START SUPPLIED TEXT

Scenes 5-7. Day Two: Three months later

Three months have passed without a single whale hunt for the crew of the Pequod. Stubb jokes with the young Black cabin boy Pip about the sharks that circle the ship. The full crew engages in a dance. However, rising tensions emerge and lead to a dangerous racial fight. Greenhorn suddenly sights a fresh pod of whales. Starbuck finally persuades Ahab to let the men hunt. Starbuck and Stubb harpoon whales, but Flask's boat capsizes and Pip is lost at sea.

On board the Pequod, the crew butcher an enormous whale and render the oil in the burning tryworks. Flask tells Ahab of the search for Pip, but Ahab thinks only of finding Moby Dick. The crew imagines Pip lost and struggling. Flask tells Starbuck that many oil barrels are leaking. Starbuck goes below deck to tell Ahab they must find a port for repairs.

END SUPPLIED TEXT
START RECORDS SHOWN

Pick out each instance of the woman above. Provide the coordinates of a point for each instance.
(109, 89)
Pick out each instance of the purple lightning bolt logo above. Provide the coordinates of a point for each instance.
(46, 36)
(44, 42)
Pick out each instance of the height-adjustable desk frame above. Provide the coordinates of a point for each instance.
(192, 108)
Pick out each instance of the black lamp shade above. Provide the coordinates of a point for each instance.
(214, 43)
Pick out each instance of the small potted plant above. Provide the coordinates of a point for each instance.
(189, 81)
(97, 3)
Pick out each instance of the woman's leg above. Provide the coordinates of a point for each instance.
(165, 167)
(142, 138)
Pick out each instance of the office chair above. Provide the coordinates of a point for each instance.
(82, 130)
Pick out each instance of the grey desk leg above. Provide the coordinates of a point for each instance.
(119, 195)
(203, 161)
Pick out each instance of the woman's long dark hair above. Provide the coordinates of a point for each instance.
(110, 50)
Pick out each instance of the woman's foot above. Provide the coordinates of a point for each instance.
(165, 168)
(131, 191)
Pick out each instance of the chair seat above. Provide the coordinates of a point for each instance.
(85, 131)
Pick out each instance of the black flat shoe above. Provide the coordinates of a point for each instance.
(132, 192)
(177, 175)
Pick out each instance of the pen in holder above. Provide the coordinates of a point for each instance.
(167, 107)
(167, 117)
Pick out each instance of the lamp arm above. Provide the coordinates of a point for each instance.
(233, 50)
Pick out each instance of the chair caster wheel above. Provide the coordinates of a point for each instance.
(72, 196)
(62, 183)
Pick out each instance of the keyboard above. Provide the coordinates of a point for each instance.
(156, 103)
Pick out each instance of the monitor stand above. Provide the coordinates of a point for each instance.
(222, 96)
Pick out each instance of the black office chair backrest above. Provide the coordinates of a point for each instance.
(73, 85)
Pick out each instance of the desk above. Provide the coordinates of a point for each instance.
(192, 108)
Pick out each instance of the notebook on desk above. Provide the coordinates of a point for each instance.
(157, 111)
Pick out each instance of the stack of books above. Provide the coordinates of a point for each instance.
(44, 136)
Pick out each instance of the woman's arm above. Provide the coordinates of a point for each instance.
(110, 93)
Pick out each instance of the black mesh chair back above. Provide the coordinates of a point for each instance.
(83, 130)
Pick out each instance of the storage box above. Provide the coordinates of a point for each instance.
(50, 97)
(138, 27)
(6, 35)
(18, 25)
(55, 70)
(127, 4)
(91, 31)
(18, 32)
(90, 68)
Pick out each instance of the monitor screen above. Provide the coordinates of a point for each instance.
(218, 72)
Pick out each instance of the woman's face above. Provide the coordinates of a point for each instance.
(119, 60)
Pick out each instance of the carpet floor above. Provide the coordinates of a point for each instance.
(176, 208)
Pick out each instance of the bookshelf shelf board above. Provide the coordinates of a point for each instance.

END RECORDS SHOWN

__TASK STATEMENT__: Duplicate the stretch of the Pequod synopsis from "Three months have" through "port for repairs.". The items play no part in what comes after them.

__OUTPUT OF THE EXERCISE__:
Three months have passed without a single whale hunt for the crew of the Pequod. Stubb jokes with the young Black cabin boy Pip about the sharks that circle the ship. The full crew engages in a dance. However, rising tensions emerge and lead to a dangerous racial fight. Greenhorn suddenly sights a fresh pod of whales. Starbuck finally persuades Ahab to let the men hunt. Starbuck and Stubb harpoon whales, but Flask's boat capsizes and Pip is lost at sea.

On board the Pequod, the crew butcher an enormous whale and render the oil in the burning tryworks. Flask tells Ahab of the search for Pip, but Ahab thinks only of finding Moby Dick. The crew imagines Pip lost and struggling. Flask tells Starbuck that many oil barrels are leaking. Starbuck goes below deck to tell Ahab they must find a port for repairs.